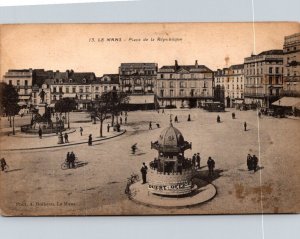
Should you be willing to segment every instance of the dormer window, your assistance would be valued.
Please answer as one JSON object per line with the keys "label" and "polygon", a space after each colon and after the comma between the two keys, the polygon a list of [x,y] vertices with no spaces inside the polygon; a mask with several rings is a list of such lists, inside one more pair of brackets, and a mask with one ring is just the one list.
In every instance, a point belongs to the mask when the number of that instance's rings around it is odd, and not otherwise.
{"label": "dormer window", "polygon": [[82,79],[82,82],[83,82],[83,83],[86,83],[86,79],[85,79],[85,78],[83,78],[83,79]]}
{"label": "dormer window", "polygon": [[73,79],[69,79],[69,83],[72,83],[73,82]]}
{"label": "dormer window", "polygon": [[62,84],[62,83],[63,83],[63,80],[62,80],[62,79],[59,79],[59,83]]}

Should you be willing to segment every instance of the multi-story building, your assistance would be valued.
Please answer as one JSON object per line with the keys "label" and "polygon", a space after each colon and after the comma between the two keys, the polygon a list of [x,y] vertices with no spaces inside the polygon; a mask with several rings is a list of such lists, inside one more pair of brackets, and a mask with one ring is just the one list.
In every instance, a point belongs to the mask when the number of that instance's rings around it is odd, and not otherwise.
{"label": "multi-story building", "polygon": [[284,37],[283,94],[300,96],[300,33]]}
{"label": "multi-story building", "polygon": [[50,85],[51,103],[62,98],[74,98],[78,109],[87,109],[92,101],[92,84],[95,80],[93,72],[56,71],[53,79],[47,80],[47,84]]}
{"label": "multi-story building", "polygon": [[121,63],[120,88],[128,94],[153,94],[157,63]]}
{"label": "multi-story building", "polygon": [[244,100],[244,65],[232,65],[229,68],[218,69],[214,76],[215,87],[224,92],[222,102],[226,107],[234,107]]}
{"label": "multi-story building", "polygon": [[283,51],[269,50],[244,60],[245,103],[269,107],[283,88]]}
{"label": "multi-story building", "polygon": [[13,85],[19,94],[19,105],[30,106],[32,93],[32,69],[8,70],[3,76],[5,83]]}
{"label": "multi-story building", "polygon": [[213,71],[204,65],[163,66],[158,70],[156,97],[162,107],[197,107],[213,99]]}

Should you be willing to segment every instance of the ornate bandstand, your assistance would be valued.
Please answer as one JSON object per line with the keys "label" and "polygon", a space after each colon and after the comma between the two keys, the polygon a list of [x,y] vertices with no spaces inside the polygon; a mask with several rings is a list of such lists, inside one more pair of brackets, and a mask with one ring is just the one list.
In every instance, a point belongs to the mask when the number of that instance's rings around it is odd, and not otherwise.
{"label": "ornate bandstand", "polygon": [[151,149],[158,151],[158,156],[150,162],[148,170],[148,191],[152,194],[179,196],[193,190],[192,177],[194,167],[184,157],[184,151],[192,148],[192,143],[184,140],[182,133],[173,126],[165,128],[159,139],[151,142]]}

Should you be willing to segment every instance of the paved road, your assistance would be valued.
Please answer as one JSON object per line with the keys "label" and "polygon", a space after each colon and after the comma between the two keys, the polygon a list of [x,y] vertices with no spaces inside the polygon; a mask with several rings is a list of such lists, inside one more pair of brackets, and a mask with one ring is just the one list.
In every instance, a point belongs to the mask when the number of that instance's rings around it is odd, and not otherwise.
{"label": "paved road", "polygon": [[[191,114],[192,121],[187,122]],[[163,210],[137,205],[124,195],[126,178],[139,173],[142,162],[152,160],[157,152],[150,142],[157,140],[162,128],[169,125],[169,114],[177,115],[174,126],[193,143],[187,156],[200,152],[202,165],[208,156],[216,161],[217,178],[213,181],[218,195],[209,203],[187,209]],[[10,172],[1,173],[2,207],[6,212],[18,210],[30,214],[166,214],[166,213],[260,213],[299,212],[298,149],[299,120],[263,118],[255,111],[217,113],[202,110],[172,110],[166,114],[134,112],[128,117],[128,132],[115,139],[64,149],[40,150],[5,155]],[[148,130],[149,121],[158,122],[160,129]],[[248,131],[243,122],[247,121]],[[259,128],[259,129],[258,129]],[[258,134],[259,133],[259,134]],[[284,135],[284,139],[283,139]],[[260,141],[260,144],[259,144]],[[130,152],[138,143],[137,155]],[[260,147],[259,147],[260,145]],[[82,167],[61,170],[68,151],[74,151]],[[299,150],[298,150],[299,151]],[[246,170],[247,153],[260,155],[263,168],[257,173]],[[287,160],[287,158],[289,160]],[[202,177],[207,168],[202,168]],[[22,202],[26,205],[22,206]],[[30,204],[32,203],[32,205]],[[43,204],[44,203],[44,204]],[[61,204],[65,204],[62,206]],[[17,206],[16,206],[17,205]],[[48,206],[48,207],[46,207]]]}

> How to complete this task: An exact copy of every entry, pictures left out, is what to write here.

> Expected output:
Should you be willing to segment every instance of the dormer window, your assistance would be valued.
Please answer as one JSON object per line with the keys "label" and "polygon", a space after each colon and after the comma between the two keys, the polygon a list of [x,y] vertices with no spaces inside the polygon; a mask with several rings is a list of such lists, inside one more pair of brackets, and a mask with one ring is just the one list.
In every instance, a point belongs to the mask when the number of that instance's rings around it is odd, and not otherwise.
{"label": "dormer window", "polygon": [[82,79],[82,82],[83,82],[83,83],[86,83],[86,79],[85,79],[85,78],[83,78],[83,79]]}
{"label": "dormer window", "polygon": [[73,79],[69,79],[69,83],[72,83],[73,82]]}
{"label": "dormer window", "polygon": [[62,84],[62,83],[63,83],[63,80],[62,80],[62,79],[59,79],[59,83]]}

Should you be willing to segment every instance of the multi-story building, your assistance would be valued.
Please answer as one JSON object per line with the keys "label" and "polygon", a space after each colon and after the comma between the two keys, the polygon a list of [x,y] vertices with no spaces inside the polygon; a mask with several rings is a list of such lists, inside one more pair of brackets, and a mask with one ring is just the one list.
In every instance, a point belongs to the mask when the number of that instance's rings around it is odd, and not otherwise.
{"label": "multi-story building", "polygon": [[284,37],[283,94],[300,96],[300,33]]}
{"label": "multi-story building", "polygon": [[50,85],[51,103],[62,98],[74,98],[78,109],[87,109],[92,101],[92,84],[95,80],[93,72],[56,71],[53,79],[47,80],[47,84]]}
{"label": "multi-story building", "polygon": [[121,63],[120,88],[128,94],[153,94],[157,63]]}
{"label": "multi-story building", "polygon": [[244,100],[244,65],[232,65],[229,68],[218,69],[214,76],[215,87],[224,92],[222,102],[226,107],[234,107]]}
{"label": "multi-story building", "polygon": [[283,51],[269,50],[244,60],[245,103],[269,107],[283,88]]}
{"label": "multi-story building", "polygon": [[13,85],[19,94],[19,105],[30,106],[32,93],[32,69],[8,70],[3,76],[5,83]]}
{"label": "multi-story building", "polygon": [[213,71],[204,65],[163,66],[158,70],[156,97],[162,107],[197,107],[213,99]]}

Should you be willing to segment every instance of the ornate bandstand, your assistance would be valued.
Please answer as one JSON object per line with the keys "label" and "polygon", a space after each colon and after the comma between the two keys, the polygon a list of [x,y] vertices with no spaces inside the polygon; a mask with several rings is a list of such lists, inside one more pair of brackets, and a mask with one ring is just the one list.
In every instance, a point belongs to the mask when the number of that instance's rings around it is odd, and not otherwise.
{"label": "ornate bandstand", "polygon": [[151,149],[158,151],[158,156],[150,162],[148,170],[148,191],[152,194],[179,196],[193,190],[192,177],[194,167],[184,157],[184,151],[192,148],[192,143],[184,140],[182,133],[173,126],[165,128],[159,139],[151,142]]}

Should you be willing to segment every instance of the paved road, your assistance would be valued.
Please answer as one JSON object per line with the keys "label" and "polygon", a space after each colon and after the comma between the two keys, the polygon a list of [x,y] vertices with no spaces inside the polygon; a mask with several rings is a list of such lists, inside one more pair of brackets, and a mask with one ring is just the one list.
In every instance, a point belongs to the mask when the number of that instance's rings around it is odd, and not otherwise.
{"label": "paved road", "polygon": [[[191,114],[192,121],[187,122]],[[163,210],[137,205],[124,195],[126,178],[139,173],[142,162],[152,160],[157,152],[150,142],[157,140],[162,128],[169,125],[169,114],[177,115],[174,126],[193,143],[187,156],[200,152],[202,165],[208,156],[216,161],[217,178],[213,181],[218,195],[209,203],[187,209]],[[10,172],[1,173],[2,207],[6,212],[18,210],[30,214],[166,214],[166,213],[260,213],[299,212],[298,149],[299,120],[263,118],[255,111],[217,113],[202,110],[172,110],[166,114],[134,112],[128,117],[128,132],[115,139],[64,149],[40,150],[5,155]],[[148,130],[149,121],[158,122],[160,129]],[[248,131],[243,122],[247,121]],[[259,128],[259,129],[258,129]],[[258,134],[259,133],[259,134]],[[284,135],[284,139],[283,139]],[[260,141],[260,144],[259,144]],[[130,152],[138,143],[137,155]],[[260,147],[259,147],[260,145]],[[82,167],[61,170],[68,151],[74,151]],[[299,150],[298,150],[299,151]],[[246,170],[247,153],[260,155],[263,168],[257,173]],[[287,160],[287,158],[289,160]],[[202,177],[207,168],[202,168]],[[22,202],[26,205],[22,206]],[[30,204],[32,203],[32,205]],[[43,204],[44,203],[44,204]],[[61,204],[65,204],[62,206]],[[17,206],[16,206],[17,205]],[[48,206],[48,207],[46,207]]]}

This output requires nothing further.